Please copy out every row below word for word, leaving nothing out.

(Rows from a pointing dataset)

--- Begin ---

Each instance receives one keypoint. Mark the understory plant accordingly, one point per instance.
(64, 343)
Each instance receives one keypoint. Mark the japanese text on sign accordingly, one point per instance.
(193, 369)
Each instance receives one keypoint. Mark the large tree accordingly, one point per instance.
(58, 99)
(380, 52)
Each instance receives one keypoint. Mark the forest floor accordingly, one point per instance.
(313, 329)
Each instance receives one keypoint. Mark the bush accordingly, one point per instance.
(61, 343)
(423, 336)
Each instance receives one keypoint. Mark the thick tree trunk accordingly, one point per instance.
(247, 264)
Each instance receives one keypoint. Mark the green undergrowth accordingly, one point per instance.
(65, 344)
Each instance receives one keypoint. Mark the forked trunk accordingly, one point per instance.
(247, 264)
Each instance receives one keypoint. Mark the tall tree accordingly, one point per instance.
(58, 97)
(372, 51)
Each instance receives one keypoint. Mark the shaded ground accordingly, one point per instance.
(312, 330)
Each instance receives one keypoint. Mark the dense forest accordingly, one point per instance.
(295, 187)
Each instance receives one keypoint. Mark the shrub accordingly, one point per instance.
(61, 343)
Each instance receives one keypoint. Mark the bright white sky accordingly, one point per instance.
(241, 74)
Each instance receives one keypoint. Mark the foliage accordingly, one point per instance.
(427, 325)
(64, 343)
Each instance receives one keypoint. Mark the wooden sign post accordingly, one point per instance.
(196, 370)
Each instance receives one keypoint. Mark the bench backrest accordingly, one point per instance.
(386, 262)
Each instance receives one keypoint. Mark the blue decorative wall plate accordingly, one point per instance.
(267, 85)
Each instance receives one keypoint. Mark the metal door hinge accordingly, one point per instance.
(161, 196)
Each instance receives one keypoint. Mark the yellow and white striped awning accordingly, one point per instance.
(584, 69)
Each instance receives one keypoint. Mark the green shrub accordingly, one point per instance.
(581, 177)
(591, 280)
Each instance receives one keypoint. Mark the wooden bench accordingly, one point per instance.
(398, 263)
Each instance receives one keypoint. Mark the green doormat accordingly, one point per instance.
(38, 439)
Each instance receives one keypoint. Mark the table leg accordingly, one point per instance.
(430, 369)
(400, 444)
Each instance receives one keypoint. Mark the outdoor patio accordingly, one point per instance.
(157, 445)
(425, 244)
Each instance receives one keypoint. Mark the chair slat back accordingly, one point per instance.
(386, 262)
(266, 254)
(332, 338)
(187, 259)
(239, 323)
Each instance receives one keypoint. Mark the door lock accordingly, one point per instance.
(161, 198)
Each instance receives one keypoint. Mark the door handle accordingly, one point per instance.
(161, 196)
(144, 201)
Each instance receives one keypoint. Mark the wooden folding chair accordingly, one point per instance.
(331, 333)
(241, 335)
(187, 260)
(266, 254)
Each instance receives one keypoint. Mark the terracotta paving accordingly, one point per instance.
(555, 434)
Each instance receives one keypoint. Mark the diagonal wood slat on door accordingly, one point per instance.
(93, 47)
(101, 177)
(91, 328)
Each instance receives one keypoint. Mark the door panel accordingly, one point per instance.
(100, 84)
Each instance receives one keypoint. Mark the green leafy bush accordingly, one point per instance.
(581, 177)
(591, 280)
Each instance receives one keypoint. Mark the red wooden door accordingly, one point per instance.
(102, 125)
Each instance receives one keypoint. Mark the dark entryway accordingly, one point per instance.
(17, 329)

--- End ---

(Answer to this exercise)
Each instance receives one keypoint. Mark the understory plant accordingly, one point per instance.
(64, 343)
Each instance receives one keypoint. Mark the japanese text on sign accordingly, one point per instance.
(193, 369)
Each instance receives one keypoint. Mark the large tree accordingly, one point per instance.
(58, 99)
(380, 52)
Each instance receives one keypoint. Mark the forest floor accordingly, one point per instance.
(313, 329)
Each instance receives one keypoint. Mark the bush accordingly, one point per instance.
(61, 343)
(423, 336)
Each instance receives one keypoint. Mark the thick tree trunk accordingly, one point per instance.
(247, 264)
Each instance receives one keypoint. Mark the green undergrowth accordingly, one point per instance.
(65, 344)
Each instance receives one keypoint. Mark the forked trunk accordingly, one point per instance.
(247, 264)
Each instance receives one keypoint. Mark the tall tree accordingly, one point per instance.
(58, 97)
(372, 51)
Each instance receives one keypoint. Mark the shaded ground accordingly, one point per instance.
(312, 330)
Each instance receives one keypoint. Mark the dense forest accordingly, one point per instance.
(295, 187)
Each instance receives one keypoint. Mark the shrub accordingly, one point per instance.
(61, 343)
Each instance receives one keypoint. Mark the bright white sky accordingly, one point per instance.
(241, 74)
Each instance receives one keypoint. Mark the foliage accordingly, one point per instance.
(427, 325)
(64, 343)
Each instance receives one keypoint. Mark the wooden sign post accordingly, one point per instance.
(196, 370)
Each instance receives one keypoint. Mark the bench backrest accordingly, one point per instance.
(386, 262)
Each instance receives one keypoint. Mark the blue decorative wall plate accordingly, one point per instance.
(267, 85)
Each instance receives one keypoint. Mark the metal door hinge accordingly, one point per instance.
(161, 196)
Each instance receives one keypoint. Mark the yellow and white striped awning accordingly, one point per instance.
(584, 69)
Each instance receives one keypoint. Mark the green shrub accordingly, one point per instance.
(581, 177)
(591, 280)
Each instance receives one keypoint. Mark the wooden bench accordingly, one point per instance.
(398, 263)
Each instance receives one keypoint. Mark the green doormat accordingly, one point per instance.
(38, 439)
Each instance receives one keypoint. Mark the table leg accordingly, one point per instance.
(430, 369)
(400, 444)
Each instance receives one keypoint. Mark the outdoor patio accordingly, one point per instance.
(157, 445)
(425, 244)
Each instance receives one keypoint. Mark the chair slat back accordingly, one point per instance.
(386, 262)
(266, 254)
(332, 338)
(187, 259)
(239, 323)
Each instance receives one keypoint. Mark the door lock accordingly, one point per instance.
(161, 198)
Each instance receives one keypoint. Mark the door handle accordingly, one point per instance.
(161, 196)
(144, 201)
Each instance receives one keypoint. Mark the wooden folding chair accordingly, one point per instance.
(331, 333)
(241, 335)
(187, 260)
(266, 254)
Each instance receives one keypoint. Mark the terracotta paving accordingly, one point per instance.
(555, 434)
Each instance receives one keypoint. Mark the diagonal wood slat on door accordingly, one point per instance.
(93, 47)
(101, 177)
(91, 328)
Each instance receives one keypoint. Mark the door panel accordingly, one point per instance.
(100, 84)
Each instance receives one keypoint. Mark the green leafy bush accordingly, one point per instance.
(581, 177)
(591, 280)
Each instance receives one keypoint. Mark the red wooden door accordingly, one point per instance.
(102, 125)
Each instance receives one keypoint. Mark the dark entryway accordingly, one point per instance.
(17, 329)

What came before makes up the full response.